» **PROBLEM TO SOLVE**
Can the data below be set down again exactly, line for line?

» **TASK INPUT**
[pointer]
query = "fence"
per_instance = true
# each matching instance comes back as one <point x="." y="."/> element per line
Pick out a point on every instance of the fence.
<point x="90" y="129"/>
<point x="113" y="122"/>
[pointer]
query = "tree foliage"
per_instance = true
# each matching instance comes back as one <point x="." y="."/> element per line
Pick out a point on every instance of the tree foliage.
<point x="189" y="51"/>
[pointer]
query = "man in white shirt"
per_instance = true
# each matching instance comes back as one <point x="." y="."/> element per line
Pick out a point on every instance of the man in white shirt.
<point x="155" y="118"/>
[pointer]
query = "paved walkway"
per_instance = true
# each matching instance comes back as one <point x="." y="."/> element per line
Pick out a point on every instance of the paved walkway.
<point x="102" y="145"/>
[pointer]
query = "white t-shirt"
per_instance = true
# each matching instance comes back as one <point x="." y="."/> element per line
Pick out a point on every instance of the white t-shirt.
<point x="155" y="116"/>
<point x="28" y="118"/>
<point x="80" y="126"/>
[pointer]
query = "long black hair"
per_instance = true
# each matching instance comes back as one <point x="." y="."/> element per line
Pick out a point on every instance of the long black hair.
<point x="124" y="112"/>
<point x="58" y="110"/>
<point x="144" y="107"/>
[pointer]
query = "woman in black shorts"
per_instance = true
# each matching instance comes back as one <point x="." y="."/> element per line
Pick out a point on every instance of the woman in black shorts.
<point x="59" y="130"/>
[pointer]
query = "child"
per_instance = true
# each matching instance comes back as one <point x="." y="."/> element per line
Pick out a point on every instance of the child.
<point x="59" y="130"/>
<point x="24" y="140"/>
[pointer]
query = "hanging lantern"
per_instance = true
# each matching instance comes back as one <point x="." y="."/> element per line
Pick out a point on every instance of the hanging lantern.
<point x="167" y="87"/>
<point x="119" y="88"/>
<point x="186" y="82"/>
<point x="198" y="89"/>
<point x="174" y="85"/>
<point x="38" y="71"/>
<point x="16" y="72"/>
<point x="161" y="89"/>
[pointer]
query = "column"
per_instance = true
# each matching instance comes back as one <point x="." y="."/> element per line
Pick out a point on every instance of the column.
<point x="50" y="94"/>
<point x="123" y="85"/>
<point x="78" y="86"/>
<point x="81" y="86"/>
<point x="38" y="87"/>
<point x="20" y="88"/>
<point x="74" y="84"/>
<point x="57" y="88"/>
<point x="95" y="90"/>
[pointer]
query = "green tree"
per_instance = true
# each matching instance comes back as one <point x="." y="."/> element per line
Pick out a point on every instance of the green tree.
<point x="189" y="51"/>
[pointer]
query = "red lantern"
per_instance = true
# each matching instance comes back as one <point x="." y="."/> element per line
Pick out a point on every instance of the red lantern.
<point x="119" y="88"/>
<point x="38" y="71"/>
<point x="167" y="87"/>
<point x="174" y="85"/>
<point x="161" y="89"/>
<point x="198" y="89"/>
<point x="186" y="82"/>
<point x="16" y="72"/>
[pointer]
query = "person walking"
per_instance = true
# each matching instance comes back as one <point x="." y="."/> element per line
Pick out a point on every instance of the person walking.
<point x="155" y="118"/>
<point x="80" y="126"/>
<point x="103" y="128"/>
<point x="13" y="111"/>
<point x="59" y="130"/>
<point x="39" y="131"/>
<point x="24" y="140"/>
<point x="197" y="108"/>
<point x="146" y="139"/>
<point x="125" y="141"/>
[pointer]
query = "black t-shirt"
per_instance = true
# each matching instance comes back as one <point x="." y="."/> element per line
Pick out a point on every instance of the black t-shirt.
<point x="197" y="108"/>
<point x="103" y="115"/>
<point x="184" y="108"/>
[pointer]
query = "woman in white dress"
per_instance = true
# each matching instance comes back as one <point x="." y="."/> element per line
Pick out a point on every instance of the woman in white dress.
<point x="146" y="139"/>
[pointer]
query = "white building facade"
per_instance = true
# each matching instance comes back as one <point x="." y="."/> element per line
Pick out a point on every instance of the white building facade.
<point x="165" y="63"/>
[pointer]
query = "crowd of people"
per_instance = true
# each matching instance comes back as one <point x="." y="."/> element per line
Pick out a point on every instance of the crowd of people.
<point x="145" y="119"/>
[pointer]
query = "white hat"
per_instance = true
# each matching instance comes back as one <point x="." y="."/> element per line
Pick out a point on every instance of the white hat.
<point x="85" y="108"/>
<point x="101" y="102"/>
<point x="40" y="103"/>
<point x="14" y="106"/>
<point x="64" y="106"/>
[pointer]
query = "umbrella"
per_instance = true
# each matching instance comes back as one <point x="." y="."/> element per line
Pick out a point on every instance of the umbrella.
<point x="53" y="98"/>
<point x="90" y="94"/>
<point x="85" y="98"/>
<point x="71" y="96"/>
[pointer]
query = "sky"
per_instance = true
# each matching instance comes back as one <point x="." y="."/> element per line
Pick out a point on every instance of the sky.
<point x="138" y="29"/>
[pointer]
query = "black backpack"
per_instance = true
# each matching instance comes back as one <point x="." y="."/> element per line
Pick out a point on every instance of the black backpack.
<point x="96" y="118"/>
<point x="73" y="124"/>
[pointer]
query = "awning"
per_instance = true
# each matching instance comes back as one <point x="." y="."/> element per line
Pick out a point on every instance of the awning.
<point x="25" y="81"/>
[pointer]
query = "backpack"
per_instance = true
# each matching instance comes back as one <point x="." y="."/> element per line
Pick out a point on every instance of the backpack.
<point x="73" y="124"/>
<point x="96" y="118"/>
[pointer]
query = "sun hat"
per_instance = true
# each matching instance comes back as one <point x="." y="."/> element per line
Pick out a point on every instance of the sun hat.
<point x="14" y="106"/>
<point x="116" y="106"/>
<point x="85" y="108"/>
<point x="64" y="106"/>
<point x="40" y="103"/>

» **EXERCISE ANSWER**
[pointer]
query = "fence"
per_instance = true
# each matching instance comes back as one <point x="." y="."/> element per line
Pick out a point on every instance of the fence.
<point x="90" y="129"/>
<point x="113" y="122"/>
[pointer]
query = "tree foliage"
per_instance = true
# each matching instance comes back as one <point x="." y="."/> element per line
Pick out a point on every instance of the tree foliage.
<point x="189" y="51"/>
[pointer]
query = "man in white shirt"
per_instance = true
# each matching instance comes back as one <point x="." y="."/> element per line
Pick out a point on every instance of the man in white shirt.
<point x="155" y="118"/>
[pointer]
query = "paved walkway"
per_instance = true
# each matching instance comes back as one <point x="." y="."/> element per line
Pick out a point on every instance of the paved walkway.
<point x="102" y="145"/>
[pointer]
query = "white t-shirt"
per_instance = true
# each matching instance comes back as one <point x="." y="."/> element per line
Pick out a point on every instance of the white t-shirt.
<point x="155" y="116"/>
<point x="28" y="118"/>
<point x="80" y="126"/>
[pointer]
query = "long black hair"
per_instance = true
# each matching instance comes back as one <point x="." y="."/> element per line
Pick out a point on every instance of the long black hair.
<point x="124" y="112"/>
<point x="58" y="110"/>
<point x="144" y="107"/>
[pointer]
query = "woman in black shorts"
per_instance = true
# each matching instance comes back as one <point x="." y="."/> element per line
Pick out a point on every instance of the woman in black shorts.
<point x="59" y="130"/>
[pointer]
query = "child"
per_instance = true
# each matching instance comes back as one <point x="." y="."/> element per line
Pick out a point on every instance of the child.
<point x="59" y="130"/>
<point x="24" y="140"/>
[pointer]
query = "hanging lantern"
per_instance = true
# each matching instance comes back as one <point x="." y="."/> element per line
Pick out a point on every instance of the hanging lantern.
<point x="167" y="87"/>
<point x="119" y="88"/>
<point x="186" y="82"/>
<point x="198" y="89"/>
<point x="174" y="85"/>
<point x="38" y="71"/>
<point x="16" y="72"/>
<point x="161" y="89"/>
[pointer]
query = "column"
per_instance = true
# each matching instance comes back as one <point x="." y="."/> element per line
Pick out a point on every instance of the column.
<point x="50" y="94"/>
<point x="123" y="85"/>
<point x="78" y="86"/>
<point x="81" y="86"/>
<point x="38" y="87"/>
<point x="20" y="88"/>
<point x="74" y="84"/>
<point x="57" y="88"/>
<point x="95" y="90"/>
[pointer]
query = "green tree"
per_instance = true
# each matching instance comes back as one <point x="." y="."/> element per line
Pick out a point on every instance of the green tree.
<point x="189" y="51"/>
[pointer]
query = "red lantern"
per_instance = true
# each matching instance comes back as one <point x="." y="."/> element per line
Pick out a point on every instance of the red lantern.
<point x="119" y="88"/>
<point x="38" y="71"/>
<point x="167" y="87"/>
<point x="174" y="85"/>
<point x="161" y="89"/>
<point x="198" y="89"/>
<point x="186" y="82"/>
<point x="16" y="72"/>
[pointer]
query = "person walking"
per_instance = true
# each matching instance comes back as one <point x="." y="."/> element per line
Pick out a point on every instance of the person walking.
<point x="155" y="118"/>
<point x="80" y="126"/>
<point x="103" y="128"/>
<point x="13" y="111"/>
<point x="59" y="130"/>
<point x="39" y="131"/>
<point x="24" y="140"/>
<point x="197" y="108"/>
<point x="146" y="139"/>
<point x="125" y="141"/>
[pointer]
query = "black t-shirt"
per_instance = true
# each matching instance comes back as one <point x="." y="."/> element per line
Pick out a point on every instance of the black t-shirt.
<point x="197" y="108"/>
<point x="103" y="115"/>
<point x="184" y="108"/>
[pointer]
query = "woman in white dress"
per_instance = true
# each matching instance comes back as one <point x="." y="."/> element per line
Pick out a point on every instance of the woman in white dress.
<point x="146" y="139"/>
[pointer]
query = "white building facade"
per_instance = true
# each matching instance comes back as one <point x="." y="."/> element per line
Pick out a point on every instance of the white building facade.
<point x="165" y="63"/>
[pointer]
query = "crowd of people"
per_instance = true
# each matching instance comes back as one <point x="." y="."/> element per line
Pick out a point on every instance of the crowd of people.
<point x="145" y="119"/>
[pointer]
query = "white hat"
per_instance = true
# each matching instance comes back as one <point x="." y="."/> element per line
Pick out a point on every instance of the white hat.
<point x="85" y="108"/>
<point x="101" y="102"/>
<point x="40" y="103"/>
<point x="14" y="106"/>
<point x="64" y="106"/>
[pointer]
query = "umbrella"
per_instance = true
# each matching instance comes back as one <point x="." y="."/> element per line
Pick out a point on every instance of the umbrella.
<point x="53" y="98"/>
<point x="90" y="94"/>
<point x="85" y="98"/>
<point x="71" y="96"/>
[pointer]
query = "sky"
per_instance = true
# each matching instance comes back as one <point x="." y="."/> element per line
Pick out a point on every instance of the sky.
<point x="138" y="29"/>
[pointer]
query = "black backpack"
per_instance = true
# each matching instance comes back as one <point x="." y="."/> element per line
Pick out a point on every instance of the black backpack.
<point x="96" y="118"/>
<point x="73" y="124"/>
[pointer]
query = "awning"
per_instance = true
# each matching instance comes back as one <point x="." y="."/> element per line
Pick out a point on every instance of the awning.
<point x="25" y="81"/>
[pointer]
query = "backpack"
per_instance = true
# each matching instance comes back as one <point x="." y="."/> element per line
Pick out a point on every instance of the backpack.
<point x="73" y="124"/>
<point x="96" y="118"/>
[pointer]
query = "sun hat"
per_instance = true
# each matching instance comes back as one <point x="." y="."/> element per line
Pick out a point on every instance of the sun hat.
<point x="14" y="106"/>
<point x="116" y="106"/>
<point x="85" y="108"/>
<point x="64" y="106"/>
<point x="40" y="103"/>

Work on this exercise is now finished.